(Named-object pointing records):
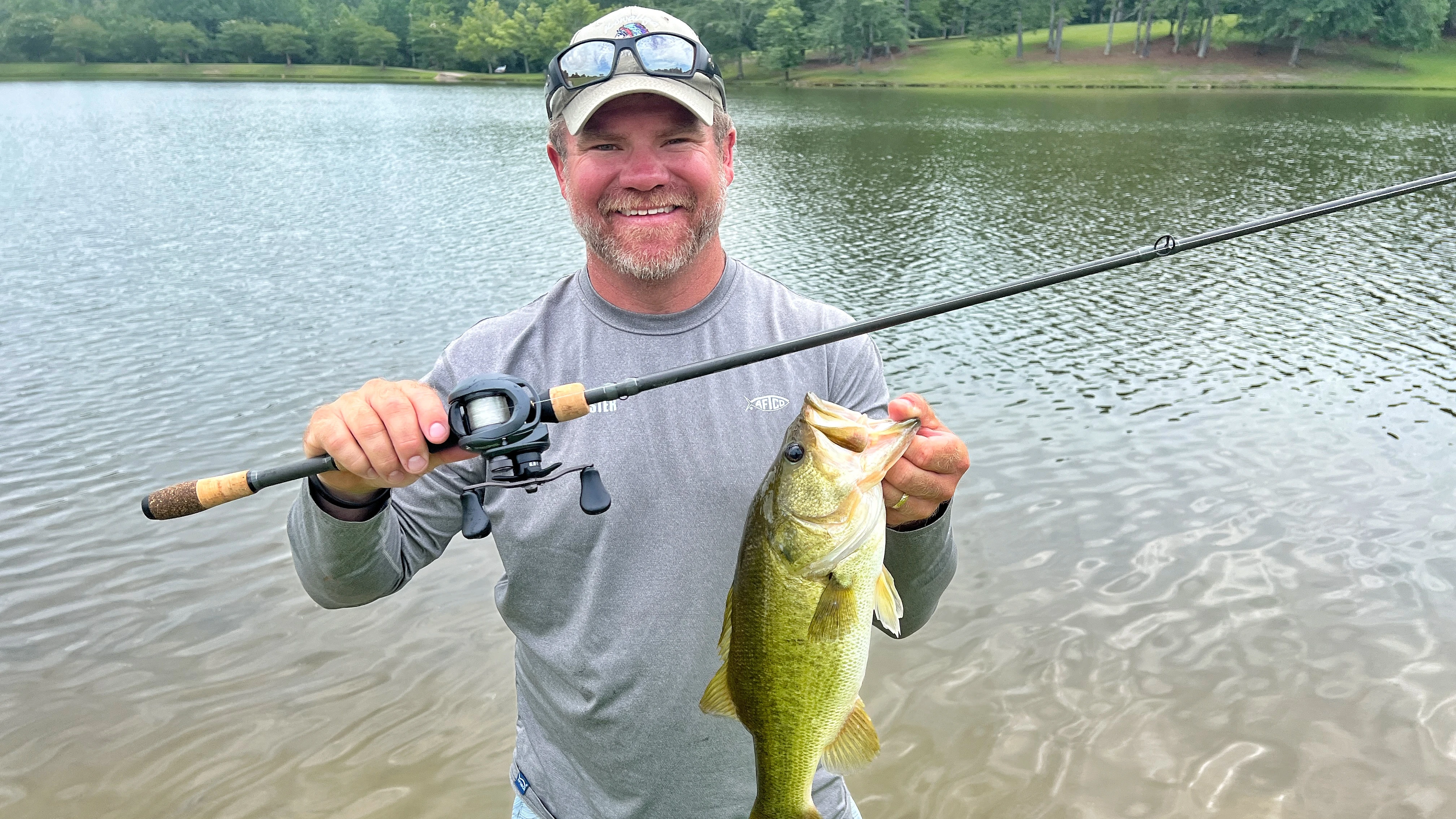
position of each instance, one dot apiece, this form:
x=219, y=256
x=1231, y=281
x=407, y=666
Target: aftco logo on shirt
x=769, y=403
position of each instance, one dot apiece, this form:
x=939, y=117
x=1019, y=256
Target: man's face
x=646, y=184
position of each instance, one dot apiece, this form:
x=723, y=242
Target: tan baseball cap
x=701, y=94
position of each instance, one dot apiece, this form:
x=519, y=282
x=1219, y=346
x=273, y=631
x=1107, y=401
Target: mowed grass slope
x=970, y=63
x=250, y=72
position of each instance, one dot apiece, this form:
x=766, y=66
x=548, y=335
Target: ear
x=730, y=142
x=558, y=164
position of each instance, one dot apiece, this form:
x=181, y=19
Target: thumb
x=914, y=406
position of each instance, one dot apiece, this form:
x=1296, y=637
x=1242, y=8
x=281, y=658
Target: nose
x=644, y=170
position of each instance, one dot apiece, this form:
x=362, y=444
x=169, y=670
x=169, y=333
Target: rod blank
x=1165, y=247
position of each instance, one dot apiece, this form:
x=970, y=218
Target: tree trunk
x=1112, y=22
x=1138, y=35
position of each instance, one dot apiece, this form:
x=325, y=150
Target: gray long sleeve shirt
x=616, y=617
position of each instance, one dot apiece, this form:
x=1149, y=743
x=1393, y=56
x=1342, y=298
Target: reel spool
x=500, y=417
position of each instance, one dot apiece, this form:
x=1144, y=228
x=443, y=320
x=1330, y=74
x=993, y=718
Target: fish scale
x=810, y=579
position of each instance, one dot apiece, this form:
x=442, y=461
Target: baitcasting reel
x=502, y=419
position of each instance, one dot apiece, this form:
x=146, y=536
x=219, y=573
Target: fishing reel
x=502, y=419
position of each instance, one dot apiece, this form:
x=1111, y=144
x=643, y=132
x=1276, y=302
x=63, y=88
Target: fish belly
x=793, y=694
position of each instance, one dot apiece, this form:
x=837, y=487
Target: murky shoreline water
x=1208, y=547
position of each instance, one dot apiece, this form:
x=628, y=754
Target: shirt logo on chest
x=768, y=403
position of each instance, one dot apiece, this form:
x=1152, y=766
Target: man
x=616, y=617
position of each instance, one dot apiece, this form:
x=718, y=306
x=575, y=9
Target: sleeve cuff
x=346, y=511
x=918, y=525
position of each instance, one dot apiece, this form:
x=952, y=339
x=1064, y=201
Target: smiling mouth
x=647, y=212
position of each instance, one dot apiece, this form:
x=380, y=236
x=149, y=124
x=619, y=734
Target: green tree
x=729, y=27
x=520, y=35
x=81, y=37
x=286, y=42
x=242, y=38
x=852, y=28
x=480, y=30
x=131, y=38
x=31, y=34
x=783, y=37
x=1413, y=24
x=434, y=35
x=561, y=20
x=183, y=40
x=376, y=44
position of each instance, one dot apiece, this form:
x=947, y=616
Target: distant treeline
x=520, y=35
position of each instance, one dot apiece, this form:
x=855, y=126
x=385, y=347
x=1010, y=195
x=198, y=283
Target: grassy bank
x=956, y=63
x=982, y=65
x=250, y=72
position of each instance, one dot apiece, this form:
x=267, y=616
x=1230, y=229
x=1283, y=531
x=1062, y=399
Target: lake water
x=1208, y=544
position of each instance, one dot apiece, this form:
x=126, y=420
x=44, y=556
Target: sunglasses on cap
x=659, y=55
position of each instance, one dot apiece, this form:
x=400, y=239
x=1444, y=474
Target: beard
x=650, y=254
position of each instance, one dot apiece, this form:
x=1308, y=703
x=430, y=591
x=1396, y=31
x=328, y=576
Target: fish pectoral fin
x=717, y=700
x=725, y=639
x=835, y=616
x=887, y=602
x=857, y=744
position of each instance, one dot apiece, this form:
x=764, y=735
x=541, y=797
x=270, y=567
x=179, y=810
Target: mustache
x=621, y=200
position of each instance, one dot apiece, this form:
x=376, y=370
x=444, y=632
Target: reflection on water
x=1208, y=547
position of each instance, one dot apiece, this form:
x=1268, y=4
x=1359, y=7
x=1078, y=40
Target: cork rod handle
x=191, y=498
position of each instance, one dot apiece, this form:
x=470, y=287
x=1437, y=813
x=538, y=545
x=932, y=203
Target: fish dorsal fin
x=717, y=700
x=725, y=639
x=887, y=602
x=855, y=745
x=835, y=616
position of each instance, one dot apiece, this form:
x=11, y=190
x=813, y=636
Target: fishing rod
x=503, y=419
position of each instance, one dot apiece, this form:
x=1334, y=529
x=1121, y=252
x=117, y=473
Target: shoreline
x=228, y=73
x=251, y=73
x=935, y=63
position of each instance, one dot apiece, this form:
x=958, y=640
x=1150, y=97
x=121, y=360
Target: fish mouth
x=861, y=445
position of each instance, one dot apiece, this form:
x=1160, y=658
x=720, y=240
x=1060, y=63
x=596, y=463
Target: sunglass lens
x=667, y=55
x=586, y=63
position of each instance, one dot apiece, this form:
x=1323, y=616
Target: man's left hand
x=927, y=474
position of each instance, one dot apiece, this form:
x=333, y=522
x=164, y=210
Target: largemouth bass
x=797, y=623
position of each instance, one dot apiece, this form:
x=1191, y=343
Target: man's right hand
x=378, y=436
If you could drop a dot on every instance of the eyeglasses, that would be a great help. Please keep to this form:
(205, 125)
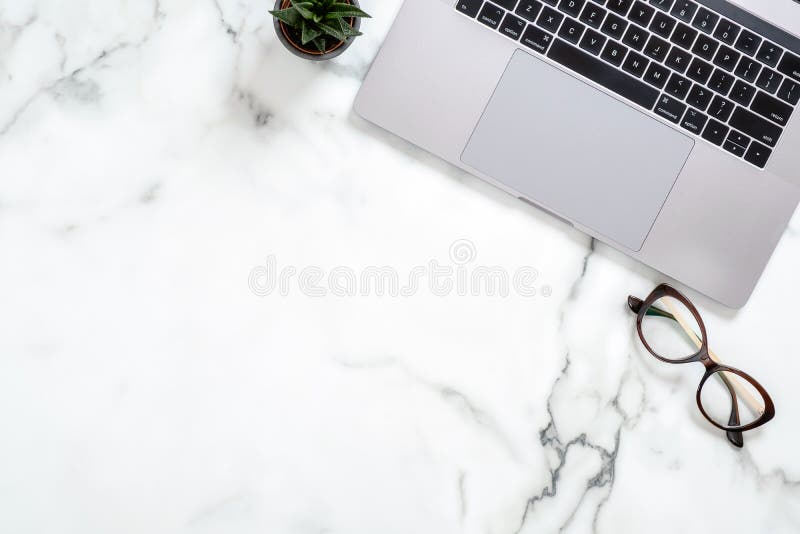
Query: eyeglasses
(672, 330)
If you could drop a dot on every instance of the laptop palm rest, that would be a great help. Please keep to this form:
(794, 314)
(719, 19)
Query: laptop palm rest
(577, 151)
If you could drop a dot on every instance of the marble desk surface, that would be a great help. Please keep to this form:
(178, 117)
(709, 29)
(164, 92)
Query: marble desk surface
(163, 161)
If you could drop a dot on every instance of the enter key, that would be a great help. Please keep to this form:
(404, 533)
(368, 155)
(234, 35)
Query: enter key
(772, 108)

(WHAT YOU SHOULD DO): Copy the records from their beginning through the line containing "x=701, y=94", keeping the requests and omitting the pictures. Multiply every coordinate in the answers by 2.6 and round to whole numbers, with halves rounding up.

(COMPLETE ANSWER):
position of each instance, one dot apiece, this form:
x=219, y=256
x=1231, y=281
x=407, y=666
Target: aftco logo on shirt
x=1999, y=1048
position of each instance, one dot apiece, this form:
x=939, y=117
x=1019, y=256
Target: man's face
x=1680, y=478
position of each instance, one dot apiece, this form:
x=723, y=242
Target: tan baseball cap
x=1823, y=244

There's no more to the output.